Entries from a point annotation set
+ + + + + + +
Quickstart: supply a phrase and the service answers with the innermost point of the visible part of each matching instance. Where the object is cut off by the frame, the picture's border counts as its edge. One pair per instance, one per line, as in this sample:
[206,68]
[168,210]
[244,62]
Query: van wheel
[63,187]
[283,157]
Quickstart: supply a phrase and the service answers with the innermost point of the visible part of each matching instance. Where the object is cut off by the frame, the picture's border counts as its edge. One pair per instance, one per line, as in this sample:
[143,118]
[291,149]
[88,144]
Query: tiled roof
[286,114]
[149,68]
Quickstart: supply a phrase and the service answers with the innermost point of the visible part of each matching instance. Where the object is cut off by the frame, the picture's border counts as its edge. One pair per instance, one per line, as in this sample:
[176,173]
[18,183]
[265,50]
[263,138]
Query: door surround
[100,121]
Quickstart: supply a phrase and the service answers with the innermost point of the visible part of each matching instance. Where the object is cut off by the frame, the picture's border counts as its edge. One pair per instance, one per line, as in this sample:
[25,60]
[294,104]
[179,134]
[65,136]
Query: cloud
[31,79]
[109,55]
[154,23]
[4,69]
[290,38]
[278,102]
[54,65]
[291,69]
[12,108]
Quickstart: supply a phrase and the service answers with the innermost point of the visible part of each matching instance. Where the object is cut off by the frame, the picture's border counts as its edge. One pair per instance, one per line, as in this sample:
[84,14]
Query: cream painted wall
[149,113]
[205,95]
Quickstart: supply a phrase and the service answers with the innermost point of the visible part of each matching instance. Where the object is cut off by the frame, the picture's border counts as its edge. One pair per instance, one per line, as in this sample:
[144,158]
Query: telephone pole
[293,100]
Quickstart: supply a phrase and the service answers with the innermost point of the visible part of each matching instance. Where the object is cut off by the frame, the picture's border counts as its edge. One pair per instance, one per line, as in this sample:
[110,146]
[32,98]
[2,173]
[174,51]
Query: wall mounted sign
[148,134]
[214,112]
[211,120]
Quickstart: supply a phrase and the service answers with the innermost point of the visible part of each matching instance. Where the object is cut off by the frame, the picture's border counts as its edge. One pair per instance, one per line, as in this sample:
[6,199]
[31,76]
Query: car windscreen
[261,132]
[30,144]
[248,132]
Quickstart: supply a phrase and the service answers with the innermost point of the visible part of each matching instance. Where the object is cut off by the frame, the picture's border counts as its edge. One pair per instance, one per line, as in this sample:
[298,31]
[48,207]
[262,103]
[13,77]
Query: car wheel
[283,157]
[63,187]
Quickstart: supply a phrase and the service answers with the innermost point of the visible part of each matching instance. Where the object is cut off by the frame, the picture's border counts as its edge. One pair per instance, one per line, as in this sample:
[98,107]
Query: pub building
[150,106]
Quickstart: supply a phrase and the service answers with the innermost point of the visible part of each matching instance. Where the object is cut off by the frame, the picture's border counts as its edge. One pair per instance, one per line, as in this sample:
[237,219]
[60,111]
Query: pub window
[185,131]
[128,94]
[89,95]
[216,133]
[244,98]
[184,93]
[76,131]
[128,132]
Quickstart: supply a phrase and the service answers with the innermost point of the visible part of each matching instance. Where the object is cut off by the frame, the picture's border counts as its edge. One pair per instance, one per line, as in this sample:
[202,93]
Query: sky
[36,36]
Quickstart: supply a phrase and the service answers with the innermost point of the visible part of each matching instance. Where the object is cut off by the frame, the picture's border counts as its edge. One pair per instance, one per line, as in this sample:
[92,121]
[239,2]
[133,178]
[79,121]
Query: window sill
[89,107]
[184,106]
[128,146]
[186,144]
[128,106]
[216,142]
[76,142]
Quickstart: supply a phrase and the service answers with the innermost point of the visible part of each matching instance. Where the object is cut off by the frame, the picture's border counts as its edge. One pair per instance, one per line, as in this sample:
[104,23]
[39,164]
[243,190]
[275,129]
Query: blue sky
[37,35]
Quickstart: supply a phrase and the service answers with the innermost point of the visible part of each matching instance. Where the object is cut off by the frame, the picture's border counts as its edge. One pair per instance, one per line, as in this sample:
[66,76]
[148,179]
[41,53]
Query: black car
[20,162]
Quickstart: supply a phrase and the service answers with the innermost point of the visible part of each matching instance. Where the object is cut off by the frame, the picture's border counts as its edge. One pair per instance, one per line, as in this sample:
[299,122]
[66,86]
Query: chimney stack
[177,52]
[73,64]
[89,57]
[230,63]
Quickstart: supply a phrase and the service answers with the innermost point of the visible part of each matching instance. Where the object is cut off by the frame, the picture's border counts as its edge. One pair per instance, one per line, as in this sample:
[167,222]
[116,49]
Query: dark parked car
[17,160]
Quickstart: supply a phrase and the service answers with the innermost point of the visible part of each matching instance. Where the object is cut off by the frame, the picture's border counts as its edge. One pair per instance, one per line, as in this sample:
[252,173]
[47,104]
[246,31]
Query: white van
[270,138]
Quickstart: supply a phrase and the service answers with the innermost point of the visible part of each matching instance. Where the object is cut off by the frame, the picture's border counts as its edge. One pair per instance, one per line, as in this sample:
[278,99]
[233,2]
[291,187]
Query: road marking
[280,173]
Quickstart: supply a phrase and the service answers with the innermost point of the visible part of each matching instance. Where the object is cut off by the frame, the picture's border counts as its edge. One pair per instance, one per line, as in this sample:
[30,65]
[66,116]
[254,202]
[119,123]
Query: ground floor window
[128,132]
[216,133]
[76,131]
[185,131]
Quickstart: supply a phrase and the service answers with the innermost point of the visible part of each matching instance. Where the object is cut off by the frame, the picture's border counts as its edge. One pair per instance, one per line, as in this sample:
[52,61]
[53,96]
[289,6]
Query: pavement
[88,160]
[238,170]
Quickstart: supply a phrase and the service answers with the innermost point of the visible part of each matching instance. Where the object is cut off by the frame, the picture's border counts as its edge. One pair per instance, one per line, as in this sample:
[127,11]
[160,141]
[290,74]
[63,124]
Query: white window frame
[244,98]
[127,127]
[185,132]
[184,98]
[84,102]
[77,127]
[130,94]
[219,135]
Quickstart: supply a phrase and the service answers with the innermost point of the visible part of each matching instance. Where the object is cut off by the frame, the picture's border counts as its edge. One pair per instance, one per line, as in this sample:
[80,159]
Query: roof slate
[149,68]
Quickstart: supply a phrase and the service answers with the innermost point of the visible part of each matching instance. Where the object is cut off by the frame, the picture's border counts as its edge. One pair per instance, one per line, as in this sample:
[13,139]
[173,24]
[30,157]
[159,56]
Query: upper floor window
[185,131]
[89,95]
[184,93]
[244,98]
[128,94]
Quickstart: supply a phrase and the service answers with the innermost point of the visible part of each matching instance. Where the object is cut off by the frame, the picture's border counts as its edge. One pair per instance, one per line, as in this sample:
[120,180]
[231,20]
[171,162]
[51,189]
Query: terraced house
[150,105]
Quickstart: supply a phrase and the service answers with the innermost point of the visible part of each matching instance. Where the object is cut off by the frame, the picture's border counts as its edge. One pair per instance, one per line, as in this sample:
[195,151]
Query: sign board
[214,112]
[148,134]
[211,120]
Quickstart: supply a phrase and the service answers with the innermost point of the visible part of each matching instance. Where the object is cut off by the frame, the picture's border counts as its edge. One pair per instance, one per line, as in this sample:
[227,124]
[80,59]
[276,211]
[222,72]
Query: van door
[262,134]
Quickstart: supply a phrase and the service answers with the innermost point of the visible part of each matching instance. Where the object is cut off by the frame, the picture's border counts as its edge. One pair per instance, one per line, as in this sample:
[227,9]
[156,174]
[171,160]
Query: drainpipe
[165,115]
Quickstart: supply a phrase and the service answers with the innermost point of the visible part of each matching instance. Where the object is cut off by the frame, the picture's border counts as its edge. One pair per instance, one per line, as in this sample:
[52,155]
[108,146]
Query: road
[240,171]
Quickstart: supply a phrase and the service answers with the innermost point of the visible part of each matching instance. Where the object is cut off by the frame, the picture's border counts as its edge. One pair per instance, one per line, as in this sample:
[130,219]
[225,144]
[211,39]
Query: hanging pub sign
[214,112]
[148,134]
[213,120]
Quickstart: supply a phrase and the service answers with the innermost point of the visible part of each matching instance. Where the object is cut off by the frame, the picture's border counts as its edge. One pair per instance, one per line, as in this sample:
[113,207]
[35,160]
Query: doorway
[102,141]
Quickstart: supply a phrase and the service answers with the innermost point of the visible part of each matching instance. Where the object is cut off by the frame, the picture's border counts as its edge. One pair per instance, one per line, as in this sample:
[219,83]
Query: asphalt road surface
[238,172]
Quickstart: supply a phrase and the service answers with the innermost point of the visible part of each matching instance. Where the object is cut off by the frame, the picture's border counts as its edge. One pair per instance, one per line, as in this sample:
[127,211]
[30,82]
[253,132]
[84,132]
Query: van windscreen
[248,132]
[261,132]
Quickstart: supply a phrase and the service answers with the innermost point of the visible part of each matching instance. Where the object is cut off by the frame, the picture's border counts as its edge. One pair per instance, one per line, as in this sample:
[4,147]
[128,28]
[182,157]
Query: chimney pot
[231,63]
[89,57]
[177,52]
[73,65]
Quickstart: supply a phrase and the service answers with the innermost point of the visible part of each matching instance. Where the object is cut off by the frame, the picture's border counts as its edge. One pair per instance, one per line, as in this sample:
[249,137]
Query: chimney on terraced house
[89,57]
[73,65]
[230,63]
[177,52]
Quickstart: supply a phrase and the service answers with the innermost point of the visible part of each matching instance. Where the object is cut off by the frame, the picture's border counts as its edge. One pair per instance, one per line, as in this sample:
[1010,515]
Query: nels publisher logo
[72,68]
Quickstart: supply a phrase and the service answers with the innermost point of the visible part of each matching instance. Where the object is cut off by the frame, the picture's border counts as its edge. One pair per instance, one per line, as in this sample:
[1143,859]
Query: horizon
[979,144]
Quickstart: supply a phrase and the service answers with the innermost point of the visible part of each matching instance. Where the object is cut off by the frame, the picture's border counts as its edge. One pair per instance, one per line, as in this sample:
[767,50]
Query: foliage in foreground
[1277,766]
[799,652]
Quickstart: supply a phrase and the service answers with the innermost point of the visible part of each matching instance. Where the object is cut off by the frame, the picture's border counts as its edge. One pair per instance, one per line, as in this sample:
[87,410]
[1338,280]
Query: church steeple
+ + + + + + +
**EXERCISE DESCRIPTION:**
Report every line of the listing above that contains the string "sign". Case counts.

**SOLUTION TO THE PROBLEM:**
Query: wall mounted sign
Query: sign board
Query: hanging pub sign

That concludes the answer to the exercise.